Point-per-instance localization data:
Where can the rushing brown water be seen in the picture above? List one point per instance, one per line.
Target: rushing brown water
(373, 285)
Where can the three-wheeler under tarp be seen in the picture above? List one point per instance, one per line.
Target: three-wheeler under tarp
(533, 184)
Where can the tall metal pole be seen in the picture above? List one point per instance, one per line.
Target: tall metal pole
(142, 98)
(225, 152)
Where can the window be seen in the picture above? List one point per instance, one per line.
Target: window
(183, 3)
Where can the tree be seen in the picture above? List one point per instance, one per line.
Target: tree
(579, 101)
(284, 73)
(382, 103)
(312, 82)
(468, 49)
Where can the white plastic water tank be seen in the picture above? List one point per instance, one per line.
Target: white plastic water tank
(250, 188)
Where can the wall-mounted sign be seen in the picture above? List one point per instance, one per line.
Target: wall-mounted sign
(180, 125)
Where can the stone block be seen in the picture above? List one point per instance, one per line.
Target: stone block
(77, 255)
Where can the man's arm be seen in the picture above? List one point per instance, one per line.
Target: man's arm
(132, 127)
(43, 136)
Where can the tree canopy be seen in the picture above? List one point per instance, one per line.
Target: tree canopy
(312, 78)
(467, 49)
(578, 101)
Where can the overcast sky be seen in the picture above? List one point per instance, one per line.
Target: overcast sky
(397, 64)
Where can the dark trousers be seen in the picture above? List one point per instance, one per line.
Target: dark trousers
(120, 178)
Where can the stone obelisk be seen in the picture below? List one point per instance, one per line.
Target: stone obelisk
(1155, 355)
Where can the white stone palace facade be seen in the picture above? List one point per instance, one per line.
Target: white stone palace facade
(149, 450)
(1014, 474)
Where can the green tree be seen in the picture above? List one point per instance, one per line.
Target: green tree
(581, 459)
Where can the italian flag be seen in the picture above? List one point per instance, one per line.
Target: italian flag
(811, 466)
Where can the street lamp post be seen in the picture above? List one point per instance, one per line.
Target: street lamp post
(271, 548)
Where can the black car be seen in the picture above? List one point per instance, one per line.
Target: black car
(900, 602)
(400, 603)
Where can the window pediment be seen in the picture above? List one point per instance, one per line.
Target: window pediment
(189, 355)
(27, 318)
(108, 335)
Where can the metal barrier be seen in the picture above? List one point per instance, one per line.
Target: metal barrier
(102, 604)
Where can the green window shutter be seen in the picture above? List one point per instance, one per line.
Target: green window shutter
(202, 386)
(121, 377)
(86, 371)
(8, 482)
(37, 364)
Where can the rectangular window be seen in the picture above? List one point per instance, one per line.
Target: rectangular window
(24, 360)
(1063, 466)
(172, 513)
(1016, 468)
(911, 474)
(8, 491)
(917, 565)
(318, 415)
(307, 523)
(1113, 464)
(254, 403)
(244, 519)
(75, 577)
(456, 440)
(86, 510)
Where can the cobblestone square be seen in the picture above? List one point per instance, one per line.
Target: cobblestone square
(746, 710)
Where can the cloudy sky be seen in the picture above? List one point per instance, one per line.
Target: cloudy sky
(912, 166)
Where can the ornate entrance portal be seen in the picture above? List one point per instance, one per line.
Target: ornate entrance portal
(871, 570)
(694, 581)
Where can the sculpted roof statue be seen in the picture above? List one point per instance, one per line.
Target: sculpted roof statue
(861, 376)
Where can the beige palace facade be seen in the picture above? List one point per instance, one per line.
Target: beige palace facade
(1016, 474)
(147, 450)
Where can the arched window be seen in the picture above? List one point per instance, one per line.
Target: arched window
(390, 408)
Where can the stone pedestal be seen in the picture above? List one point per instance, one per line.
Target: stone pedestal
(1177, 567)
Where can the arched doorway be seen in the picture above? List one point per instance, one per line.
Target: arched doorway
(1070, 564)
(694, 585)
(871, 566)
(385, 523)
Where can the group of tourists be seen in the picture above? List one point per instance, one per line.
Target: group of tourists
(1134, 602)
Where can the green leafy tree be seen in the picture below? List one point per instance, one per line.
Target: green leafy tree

*Instructions for the task*. An exact copy of all the records is what is needed here.

*Result of the exercise*.
Where can the rushing brown water be seen in the picture above? List one point per instance, one per line.
Target: rushing brown water
(373, 285)
Where can the three-wheeler under tarp be seen in the picture above? List one point per instance, one per line.
Target: three-wheeler under tarp
(533, 184)
Where can the tall metal pole be seen in the picture above? List one point per instance, one per line.
Target: tall metal pole
(142, 98)
(225, 152)
Where can the window be seen in the picture above? List one point per instance, one per line.
Target: window
(183, 3)
Where can the tree be seen in the picture above? List one point per instance, one per line.
Target: tree
(579, 101)
(284, 73)
(382, 103)
(312, 82)
(468, 49)
Where can the white plastic water tank be seen in the picture above? List one point per instance, one per line.
Target: white plastic water tank
(250, 188)
Where can the wall-mounted sign be seen in the picture above? List one point per instance, one per line.
Target: wall-mounted sign
(180, 125)
Where can the stone block be seen in the picture above? List one point per instance, one per line.
Target: stone block
(77, 255)
Where can the man's arm be seen in the picture above? List one point per instance, one per line.
Target: man's arm
(132, 127)
(43, 136)
Where can the tree canopy be seen in the picture above? List one point per instance, one per line.
Target: tree canopy
(312, 78)
(467, 49)
(578, 101)
Where can the overcast sky be seen in the picture above? List one point per instance, one per line.
Target: overcast sky
(397, 64)
Where can the dark trousers be seen in the picture above? List one point per instance, one per line.
Target: dark trousers
(120, 178)
Where can the stone obelisk be seen in the picture below? List one point per instance, one per line.
Target: stone obelisk
(1155, 355)
Where can the white stone palace facade be seen in the picture above? List one point per instance, one per line.
Target: white stone palace facade
(149, 450)
(1014, 474)
Where can the green tree be seen in the picture above? List one point per instance, one per line.
Target: green tree
(581, 459)
Where can the italian flag be seen in the picture above? List one point per instance, one per line.
Target: italian flag
(811, 466)
Where can the street lamp post be seen in the picture above? List one point per instance, one per line.
Target: street lamp post
(271, 548)
Where can the black car be seen in the picture above? List one point per instance, one per line.
Target: black car
(900, 602)
(400, 603)
Where can the window pediment be seen in the picture above? List one point per instance, one per line.
Target: window pediment
(189, 355)
(27, 318)
(108, 335)
Where can the metal barrier be seen in the picture above? List one point per instance, one per line.
Target: metal barrier
(102, 604)
Where can the green window shutter be seen in the picture above? List one point per instance, one per line.
Target: green window shutter
(202, 386)
(121, 377)
(86, 371)
(8, 482)
(37, 364)
Where can the rectangular window be seen in the picture above? List one point per instance, one per line.
Target: rectangular window
(24, 360)
(1063, 466)
(172, 513)
(1016, 468)
(911, 474)
(8, 491)
(917, 565)
(318, 415)
(307, 523)
(1113, 464)
(254, 403)
(244, 519)
(75, 577)
(456, 440)
(86, 510)
Where can the cobblestone square be seen in the picture above? List one point per instance, one per line.
Target: cobblestone square
(746, 710)
Where can the cloudy sky be seen in the picture above? List one point per instance, one per line.
Target: cloudy sky
(912, 166)
Where can the ornate entrance portal be seen in the picture above? List one point per instance, one per line.
Target: ornate entrance portal
(871, 570)
(694, 581)
Where can the sculpted roof statue be seen in the picture above? List one point per instance, one per line.
Target: sculpted roof statue
(861, 376)
Where can the beige palace facade be seen in the picture above? List one point per instance, one per line.
Target: beige palace facade
(1016, 474)
(147, 450)
Where can the arched window be seen in the picture above? List one point per instance, one per line.
Target: arched window
(390, 408)
Where can the stone pedestal be seen in the picture above? List one point per instance, one per line.
Target: stone pedestal
(1177, 567)
Where can the arched doorway be seen in the picture above? List one point per instance, one per line.
Target: arched doorway
(1070, 564)
(694, 585)
(871, 566)
(385, 523)
Where can the group of tourists be seen in the picture above? List one point per instance, one per line.
Target: group of tourists
(1134, 602)
Where can the green leafy tree be seen in the picture below? List one point per instance, one per line.
Target: green leafy tree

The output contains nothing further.